> _Assignment A_
List every problem that the foster care article says the older youth at the RAIC were suffering from.
> _Assignment B_
Please reproduce the stretch of the foster care article from "The proposed reform" through "Center, or RAIC.".

> _Text segment_
###

Major changes planned for Santa Clara County foster care system
The Board of Supervisors are pictured in this file photo. Photo by Katie Lauer.

Santa Clara County is proposing sweeping reforms to how it treats children who have been removed from their homes because of abuse and neglect. If implemented, the reforms would result in a major expansion and overhaul of the county’s foster care system and concentrate efforts to reunite children with family members.

The proposed reform package, presented Tuesday at Santa Clara County’s Board of Supervisors meeting, stems from direction the board gave last month to winding down operations at the problematic Receiving, Assessment and Intake Center, or RAIC.

Critics said the RAIC, which is supposed to be a portal for children entering the system, had become a de facto shelter — a dangerous place where young children mingled with older youth suffering from addiction, mental health and behavioral problems who sometimes stayed for weeks on end. Nevertheless, staff at the county’s Department of Family and Children’s Services balked at closing the center without first establishing a new system to send vulnerable children back to their families when possible and into foster care when necessary.

###

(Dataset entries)

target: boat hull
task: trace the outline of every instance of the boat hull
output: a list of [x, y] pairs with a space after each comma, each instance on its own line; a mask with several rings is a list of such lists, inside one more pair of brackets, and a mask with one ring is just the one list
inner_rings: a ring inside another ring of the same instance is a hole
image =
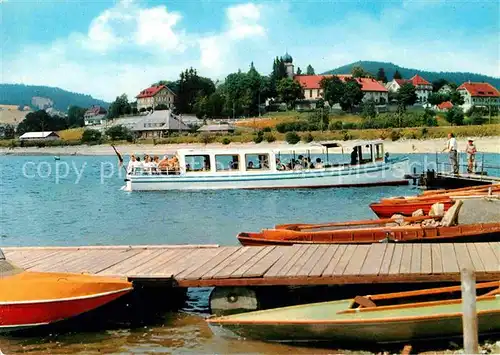
[[359, 168], [339, 167], [269, 173], [129, 175], [127, 191], [326, 188], [407, 185], [408, 159]]

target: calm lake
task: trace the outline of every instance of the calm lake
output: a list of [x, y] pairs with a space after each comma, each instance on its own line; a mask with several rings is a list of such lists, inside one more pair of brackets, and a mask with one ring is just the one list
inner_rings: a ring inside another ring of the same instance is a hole
[[[398, 156], [398, 155], [394, 155]], [[421, 171], [435, 155], [410, 155]], [[440, 155], [446, 161], [446, 155]], [[485, 154], [500, 165], [500, 155]], [[498, 175], [498, 171], [491, 171]], [[374, 218], [368, 204], [416, 194], [412, 186], [316, 190], [124, 192], [114, 156], [0, 156], [0, 247], [221, 244], [278, 223]], [[209, 290], [191, 290], [184, 312], [139, 329], [0, 338], [6, 354], [311, 353], [302, 347], [214, 336], [203, 317]], [[196, 305], [196, 306], [193, 306]], [[328, 350], [315, 348], [314, 353]], [[331, 350], [330, 350], [331, 351]]]

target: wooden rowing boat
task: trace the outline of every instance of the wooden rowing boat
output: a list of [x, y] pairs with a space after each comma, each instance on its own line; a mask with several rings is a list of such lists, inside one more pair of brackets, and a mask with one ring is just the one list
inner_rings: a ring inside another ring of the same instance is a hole
[[0, 250], [0, 332], [65, 320], [131, 290], [130, 282], [117, 278], [25, 271], [5, 260]]
[[[477, 285], [480, 334], [500, 331], [499, 286], [498, 281]], [[461, 299], [449, 296], [459, 291], [456, 286], [357, 296], [208, 318], [207, 322], [214, 332], [221, 327], [240, 337], [264, 341], [389, 343], [459, 337]], [[449, 298], [429, 300], [438, 296]]]
[[443, 217], [281, 224], [259, 233], [242, 232], [237, 238], [242, 245], [497, 241], [500, 240], [500, 201], [460, 200]]

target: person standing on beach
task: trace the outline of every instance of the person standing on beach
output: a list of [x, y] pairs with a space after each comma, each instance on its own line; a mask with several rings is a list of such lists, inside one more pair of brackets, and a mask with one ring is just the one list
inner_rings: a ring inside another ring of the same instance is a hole
[[474, 172], [474, 162], [476, 161], [476, 146], [474, 145], [474, 140], [469, 138], [467, 140], [467, 147], [465, 148], [467, 153], [467, 172], [472, 174]]
[[450, 164], [453, 170], [453, 174], [458, 174], [458, 152], [457, 152], [457, 140], [453, 133], [448, 133], [448, 141], [446, 142], [446, 148], [450, 158]]

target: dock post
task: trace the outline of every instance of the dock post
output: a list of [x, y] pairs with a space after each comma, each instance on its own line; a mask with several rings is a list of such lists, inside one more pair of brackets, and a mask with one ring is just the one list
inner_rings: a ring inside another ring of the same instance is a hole
[[476, 312], [476, 274], [470, 269], [461, 270], [462, 283], [462, 326], [464, 352], [478, 354], [478, 329]]

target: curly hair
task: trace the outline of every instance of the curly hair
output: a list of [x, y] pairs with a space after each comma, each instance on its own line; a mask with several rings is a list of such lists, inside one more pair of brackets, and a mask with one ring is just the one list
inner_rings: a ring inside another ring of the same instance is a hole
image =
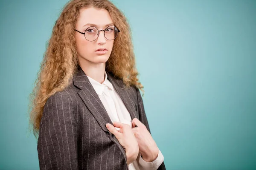
[[77, 71], [79, 62], [74, 30], [80, 9], [89, 7], [106, 9], [121, 31], [106, 62], [106, 71], [122, 79], [126, 87], [134, 85], [140, 89], [144, 95], [143, 86], [137, 78], [130, 28], [123, 13], [108, 0], [71, 0], [64, 6], [53, 27], [35, 87], [30, 94], [29, 129], [32, 129], [36, 137], [47, 99], [70, 85]]

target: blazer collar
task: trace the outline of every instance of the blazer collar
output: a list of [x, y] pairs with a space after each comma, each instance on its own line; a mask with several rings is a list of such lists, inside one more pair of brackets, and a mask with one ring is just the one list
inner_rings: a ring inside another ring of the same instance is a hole
[[[110, 123], [113, 125], [112, 121], [86, 74], [80, 65], [78, 67], [78, 71], [73, 77], [74, 85], [81, 89], [78, 94], [102, 130], [106, 132], [108, 131], [106, 125]], [[129, 96], [128, 89], [125, 88], [122, 80], [115, 78], [111, 72], [106, 71], [106, 73], [108, 79], [125, 104], [131, 119], [135, 118], [139, 119], [138, 115], [136, 114], [135, 104], [131, 100], [131, 97]]]

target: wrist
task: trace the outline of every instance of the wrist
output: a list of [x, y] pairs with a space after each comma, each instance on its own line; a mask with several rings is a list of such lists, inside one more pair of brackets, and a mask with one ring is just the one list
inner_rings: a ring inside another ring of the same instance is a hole
[[146, 153], [145, 154], [141, 154], [142, 159], [147, 162], [152, 162], [156, 159], [158, 156], [158, 153], [159, 149], [157, 148], [157, 149], [154, 150], [151, 150], [150, 152]]
[[126, 157], [127, 158], [127, 164], [129, 165], [136, 159], [139, 153], [134, 151], [128, 151], [126, 150]]

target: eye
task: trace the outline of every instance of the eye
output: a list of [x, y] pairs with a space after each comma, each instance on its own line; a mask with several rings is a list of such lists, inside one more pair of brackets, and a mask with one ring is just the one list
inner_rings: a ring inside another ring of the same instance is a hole
[[114, 29], [111, 28], [108, 28], [106, 29], [106, 31], [108, 32], [111, 32]]
[[86, 32], [93, 32], [94, 31], [92, 29], [88, 29], [86, 30]]

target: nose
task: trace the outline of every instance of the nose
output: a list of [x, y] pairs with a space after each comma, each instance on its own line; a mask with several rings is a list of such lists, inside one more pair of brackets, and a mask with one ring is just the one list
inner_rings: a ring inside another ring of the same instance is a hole
[[[100, 33], [101, 32], [102, 32], [102, 34], [101, 35]], [[99, 31], [99, 37], [98, 37], [97, 42], [98, 44], [104, 44], [106, 43], [106, 39], [104, 36], [104, 30], [102, 30]]]

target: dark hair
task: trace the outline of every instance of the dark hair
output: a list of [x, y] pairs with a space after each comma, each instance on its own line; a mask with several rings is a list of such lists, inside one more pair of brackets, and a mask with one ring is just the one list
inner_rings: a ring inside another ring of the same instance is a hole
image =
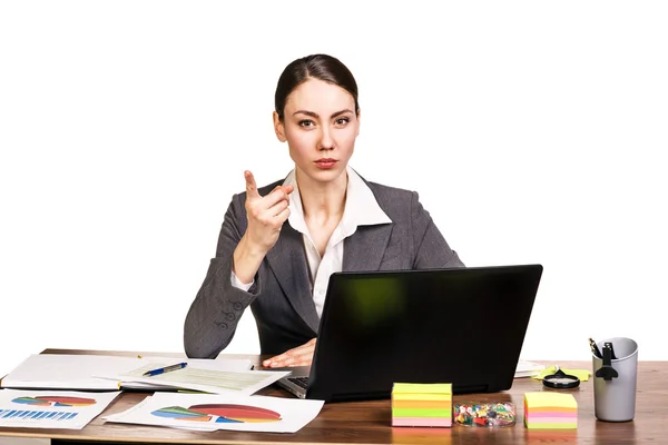
[[353, 99], [355, 99], [355, 115], [360, 112], [357, 82], [355, 82], [353, 73], [335, 57], [312, 55], [291, 62], [278, 78], [276, 95], [274, 97], [274, 107], [278, 113], [278, 119], [283, 120], [285, 102], [289, 93], [308, 80], [308, 78], [334, 83], [350, 92]]

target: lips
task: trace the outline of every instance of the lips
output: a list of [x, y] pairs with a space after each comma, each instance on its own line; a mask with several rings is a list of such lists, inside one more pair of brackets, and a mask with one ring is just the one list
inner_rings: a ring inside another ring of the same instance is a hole
[[316, 160], [315, 165], [320, 168], [327, 169], [327, 168], [334, 167], [336, 165], [336, 162], [338, 162], [336, 159], [323, 158], [323, 159]]

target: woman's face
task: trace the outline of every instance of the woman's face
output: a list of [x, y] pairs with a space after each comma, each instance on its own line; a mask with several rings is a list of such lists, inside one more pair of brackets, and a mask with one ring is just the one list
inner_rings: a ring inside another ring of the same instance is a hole
[[287, 97], [283, 122], [274, 112], [274, 128], [278, 140], [287, 141], [297, 177], [331, 182], [345, 171], [355, 149], [355, 99], [336, 85], [308, 79]]

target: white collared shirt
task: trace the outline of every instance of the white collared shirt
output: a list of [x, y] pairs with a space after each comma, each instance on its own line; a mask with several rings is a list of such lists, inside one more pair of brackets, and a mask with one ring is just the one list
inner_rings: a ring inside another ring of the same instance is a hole
[[[332, 233], [332, 237], [325, 247], [325, 254], [322, 258], [315, 244], [311, 239], [308, 227], [304, 219], [304, 208], [302, 206], [302, 197], [299, 196], [295, 170], [292, 170], [285, 178], [285, 181], [283, 181], [284, 186], [294, 186], [294, 191], [289, 194], [291, 212], [287, 221], [295, 230], [299, 231], [304, 238], [304, 250], [306, 251], [308, 269], [311, 270], [313, 301], [315, 303], [315, 310], [318, 316], [323, 313], [330, 275], [335, 271], [341, 271], [343, 268], [344, 239], [353, 235], [358, 226], [392, 222], [390, 217], [381, 209], [373, 192], [360, 175], [357, 175], [350, 166], [346, 171], [348, 181], [345, 208], [343, 209], [341, 221]], [[243, 290], [248, 290], [250, 286], [253, 286], [253, 283], [247, 285], [242, 284], [234, 273], [232, 273], [232, 284]]]

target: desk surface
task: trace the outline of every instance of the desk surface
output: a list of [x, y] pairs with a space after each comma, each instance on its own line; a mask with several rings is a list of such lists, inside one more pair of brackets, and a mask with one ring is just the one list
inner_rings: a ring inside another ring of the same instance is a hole
[[[43, 354], [112, 354], [156, 355], [150, 352], [102, 352], [47, 349]], [[160, 354], [165, 355], [165, 354]], [[168, 354], [181, 357], [181, 354]], [[226, 355], [232, 358], [258, 356]], [[564, 368], [591, 369], [591, 363], [561, 362]], [[245, 432], [191, 432], [166, 427], [105, 424], [98, 416], [84, 429], [29, 429], [0, 428], [0, 436], [49, 437], [61, 443], [111, 442], [111, 443], [206, 443], [206, 444], [658, 444], [668, 441], [668, 362], [640, 362], [638, 364], [638, 394], [636, 418], [627, 423], [605, 423], [593, 417], [592, 380], [583, 382], [579, 388], [569, 390], [578, 400], [578, 429], [529, 431], [522, 423], [523, 394], [543, 388], [533, 378], [518, 378], [510, 390], [499, 394], [454, 396], [454, 402], [466, 399], [490, 402], [510, 400], [517, 405], [518, 423], [507, 428], [413, 428], [391, 426], [390, 400], [351, 402], [325, 404], [321, 414], [294, 434], [245, 433]], [[258, 394], [289, 395], [274, 386]], [[121, 394], [102, 415], [120, 413], [146, 397], [144, 393]], [[55, 441], [55, 442], [56, 442]]]

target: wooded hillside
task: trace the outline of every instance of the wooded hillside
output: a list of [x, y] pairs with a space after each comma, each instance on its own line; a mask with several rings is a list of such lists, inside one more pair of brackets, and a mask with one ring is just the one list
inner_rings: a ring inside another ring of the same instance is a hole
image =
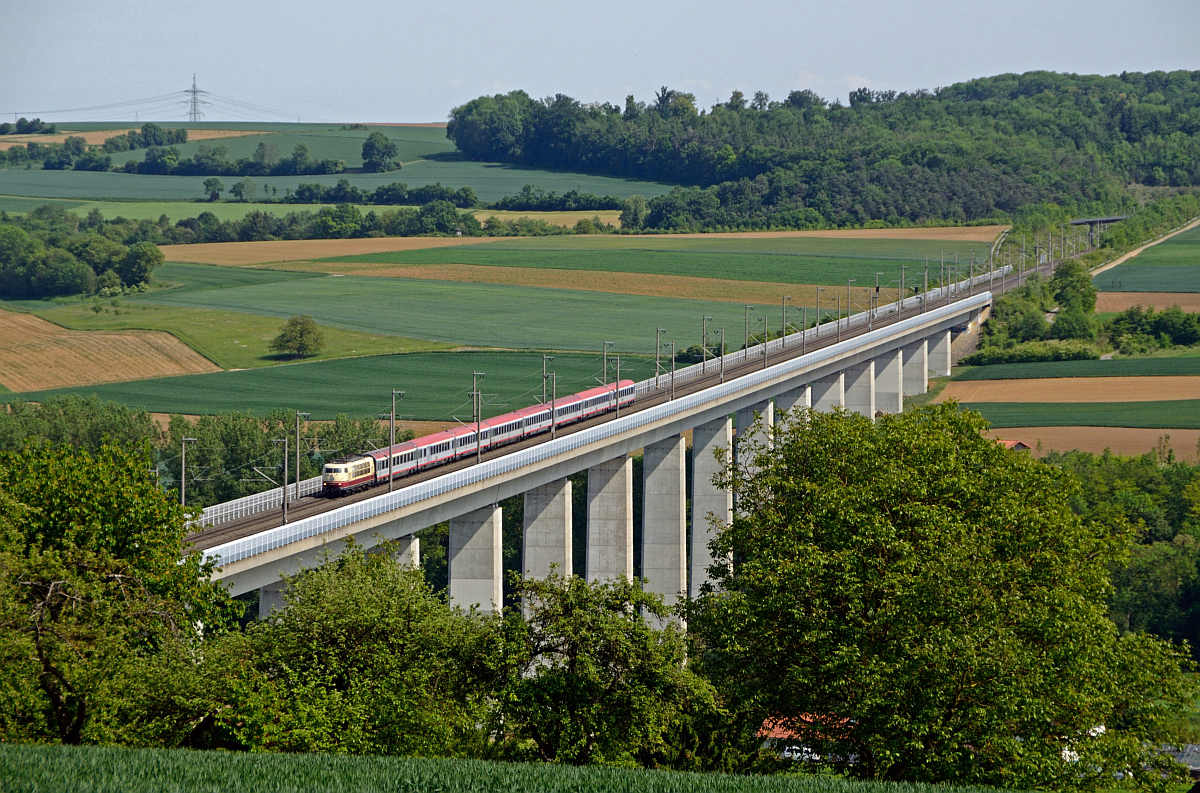
[[1133, 182], [1200, 185], [1200, 72], [1028, 72], [848, 100], [736, 91], [701, 110], [666, 86], [624, 107], [511, 91], [455, 108], [446, 134], [472, 160], [678, 184], [650, 202], [644, 226], [660, 229], [1115, 211]]

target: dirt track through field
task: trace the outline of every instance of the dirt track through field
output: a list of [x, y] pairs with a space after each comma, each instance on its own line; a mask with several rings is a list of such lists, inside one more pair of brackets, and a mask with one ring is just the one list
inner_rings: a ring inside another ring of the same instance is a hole
[[1188, 223], [1187, 226], [1183, 226], [1183, 227], [1180, 227], [1180, 228], [1175, 229], [1170, 234], [1164, 234], [1163, 236], [1160, 236], [1157, 240], [1153, 240], [1151, 242], [1147, 242], [1146, 245], [1141, 246], [1140, 248], [1134, 248], [1133, 251], [1129, 251], [1129, 253], [1126, 253], [1126, 254], [1123, 254], [1121, 257], [1117, 257], [1112, 262], [1109, 262], [1108, 264], [1105, 264], [1103, 268], [1097, 268], [1097, 269], [1092, 270], [1092, 277], [1094, 278], [1096, 276], [1100, 275], [1105, 270], [1111, 270], [1112, 268], [1117, 266], [1118, 264], [1124, 264], [1126, 262], [1128, 262], [1129, 259], [1134, 258], [1135, 256], [1138, 256], [1139, 253], [1141, 253], [1146, 248], [1152, 248], [1156, 245], [1158, 245], [1159, 242], [1165, 242], [1166, 240], [1171, 239], [1176, 234], [1183, 234], [1188, 229], [1195, 228], [1196, 224], [1200, 224], [1200, 218], [1196, 218], [1196, 220], [1192, 221], [1190, 223]]
[[[338, 275], [370, 276], [383, 278], [418, 278], [421, 281], [456, 281], [461, 283], [503, 283], [520, 287], [546, 287], [551, 289], [578, 289], [582, 292], [608, 292], [619, 295], [646, 295], [649, 298], [683, 298], [688, 300], [719, 300], [722, 302], [751, 302], [778, 306], [784, 295], [788, 304], [815, 306], [817, 288], [827, 290], [822, 308], [833, 308], [835, 300], [846, 298], [845, 286], [773, 283], [769, 281], [726, 281], [724, 278], [697, 278], [694, 276], [668, 276], [647, 272], [606, 272], [604, 270], [538, 270], [534, 268], [494, 268], [478, 264], [352, 264], [336, 262], [280, 262], [274, 266], [305, 272], [330, 272]], [[834, 298], [829, 295], [834, 294]], [[870, 289], [853, 289], [856, 305], [866, 305]], [[772, 319], [774, 320], [778, 318]], [[815, 319], [812, 314], [809, 319]], [[800, 318], [796, 318], [799, 322]], [[788, 319], [792, 322], [792, 319]]]
[[79, 331], [0, 311], [0, 383], [12, 391], [220, 372], [170, 334]]
[[832, 240], [941, 240], [947, 242], [991, 242], [1007, 226], [947, 226], [898, 229], [824, 229], [818, 232], [730, 232], [722, 234], [672, 234], [696, 240], [754, 240], [790, 236], [820, 236]]
[[[1141, 429], [1135, 427], [1006, 427], [989, 429], [992, 438], [1021, 440], [1033, 447], [1034, 455], [1050, 451], [1090, 451], [1102, 453], [1109, 449], [1115, 455], [1145, 455], [1153, 451], [1158, 439], [1169, 435], [1169, 445], [1175, 456], [1188, 462], [1198, 462], [1196, 444], [1200, 429]], [[1042, 451], [1038, 452], [1038, 441]]]
[[494, 242], [491, 236], [376, 236], [361, 240], [278, 240], [272, 242], [198, 242], [163, 245], [167, 262], [247, 266], [276, 262], [324, 259], [335, 256], [421, 251], [455, 245]]
[[[529, 214], [536, 217], [536, 214]], [[596, 212], [587, 212], [588, 217]], [[480, 212], [486, 217], [486, 212]], [[754, 240], [793, 236], [820, 236], [845, 240], [941, 240], [959, 242], [991, 242], [1007, 226], [970, 226], [929, 229], [851, 229], [832, 232], [745, 232], [737, 234], [677, 234], [666, 239]], [[336, 256], [361, 256], [392, 251], [421, 251], [457, 245], [497, 242], [494, 236], [380, 236], [361, 240], [280, 240], [272, 242], [199, 242], [196, 245], [164, 245], [168, 262], [224, 264], [247, 266], [276, 262], [302, 262]], [[664, 238], [656, 238], [664, 239]]]
[[1200, 377], [1060, 377], [967, 380], [946, 386], [934, 402], [1164, 402], [1200, 399]]
[[[67, 138], [83, 138], [84, 143], [89, 146], [96, 146], [109, 138], [116, 138], [126, 132], [133, 132], [134, 128], [128, 130], [94, 130], [90, 132], [56, 132], [54, 134], [6, 134], [0, 138], [0, 151], [12, 149], [13, 146], [23, 146], [26, 143], [62, 143]], [[188, 130], [187, 140], [216, 140], [218, 138], [245, 138], [251, 134], [270, 134], [266, 131], [256, 130]], [[116, 154], [124, 154], [118, 151]]]
[[[1200, 289], [1200, 284], [1196, 284]], [[1158, 311], [1178, 306], [1189, 313], [1200, 312], [1200, 292], [1102, 292], [1096, 295], [1096, 311], [1124, 311], [1133, 306]]]

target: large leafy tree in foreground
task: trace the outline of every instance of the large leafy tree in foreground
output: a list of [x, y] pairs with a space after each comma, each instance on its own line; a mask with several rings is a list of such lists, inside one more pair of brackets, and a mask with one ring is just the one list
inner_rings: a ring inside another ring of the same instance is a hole
[[149, 445], [0, 453], [0, 739], [104, 740], [122, 680], [235, 609]]
[[551, 763], [650, 762], [686, 713], [716, 713], [710, 686], [685, 665], [684, 635], [659, 626], [662, 599], [625, 577], [550, 576], [515, 583], [509, 620], [516, 673], [497, 696], [510, 757]]
[[691, 614], [702, 663], [852, 776], [1160, 788], [1186, 648], [1118, 633], [1129, 534], [986, 426], [953, 404], [798, 413], [743, 455], [713, 554], [734, 564]]

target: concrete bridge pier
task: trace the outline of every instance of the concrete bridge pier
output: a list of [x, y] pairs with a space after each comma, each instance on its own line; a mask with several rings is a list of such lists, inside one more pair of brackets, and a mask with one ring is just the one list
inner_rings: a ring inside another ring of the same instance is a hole
[[[755, 421], [758, 422], [758, 428], [751, 432], [755, 426]], [[775, 423], [775, 405], [770, 399], [763, 399], [757, 404], [752, 404], [744, 410], [738, 410], [737, 413], [737, 450], [738, 450], [738, 464], [744, 462], [742, 458], [743, 444], [758, 443], [763, 445], [770, 444], [770, 428]], [[745, 446], [749, 449], [749, 446]]]
[[642, 577], [647, 591], [673, 606], [688, 591], [688, 469], [682, 434], [646, 446], [642, 479]]
[[588, 469], [588, 548], [584, 576], [634, 578], [634, 461], [629, 455]]
[[485, 614], [504, 606], [502, 512], [492, 504], [450, 519], [450, 605], [479, 606]]
[[904, 353], [898, 349], [875, 356], [875, 409], [904, 413]]
[[775, 421], [780, 420], [780, 415], [794, 410], [796, 408], [811, 408], [812, 407], [812, 386], [802, 385], [798, 389], [792, 389], [791, 391], [784, 391], [775, 397]]
[[[733, 519], [733, 493], [713, 485], [713, 476], [721, 473], [715, 450], [733, 447], [733, 422], [728, 416], [702, 423], [691, 433], [691, 569], [688, 575], [689, 594], [695, 597], [708, 578], [713, 553], [709, 516], [728, 525]], [[726, 461], [727, 462], [727, 461]]]
[[846, 407], [846, 377], [844, 372], [812, 380], [812, 409], [829, 413]]
[[396, 563], [408, 567], [420, 567], [421, 539], [409, 534], [396, 540]]
[[526, 491], [524, 542], [521, 575], [545, 578], [553, 566], [560, 576], [571, 575], [571, 480], [559, 479]]
[[275, 609], [281, 609], [287, 606], [287, 601], [283, 600], [283, 593], [287, 591], [287, 584], [282, 581], [277, 581], [274, 584], [268, 584], [258, 590], [258, 619], [266, 619], [271, 615]]
[[929, 391], [929, 340], [904, 347], [904, 395], [919, 396]]
[[846, 409], [875, 421], [875, 361], [847, 366], [842, 374]]
[[929, 371], [935, 377], [950, 376], [950, 331], [942, 330], [929, 337]]

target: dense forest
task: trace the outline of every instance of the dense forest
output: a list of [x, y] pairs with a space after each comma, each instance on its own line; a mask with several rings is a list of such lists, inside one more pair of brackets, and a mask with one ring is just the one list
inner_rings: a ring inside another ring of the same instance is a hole
[[811, 228], [1019, 217], [1133, 204], [1127, 185], [1200, 185], [1200, 72], [1028, 72], [934, 91], [739, 91], [698, 109], [583, 104], [524, 91], [455, 108], [448, 137], [472, 160], [680, 185], [649, 202], [655, 229]]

###

> _Your response A_
Addiction; mental health problems; behavioral problems

> _Your response B_
The proposed reform package, presented Tuesday at Santa Clara County’s Board of Supervisors meeting, stems from direction the board gave last month to winding down operations at the problematic Receiving, Assessment and Intake Center, or RAIC.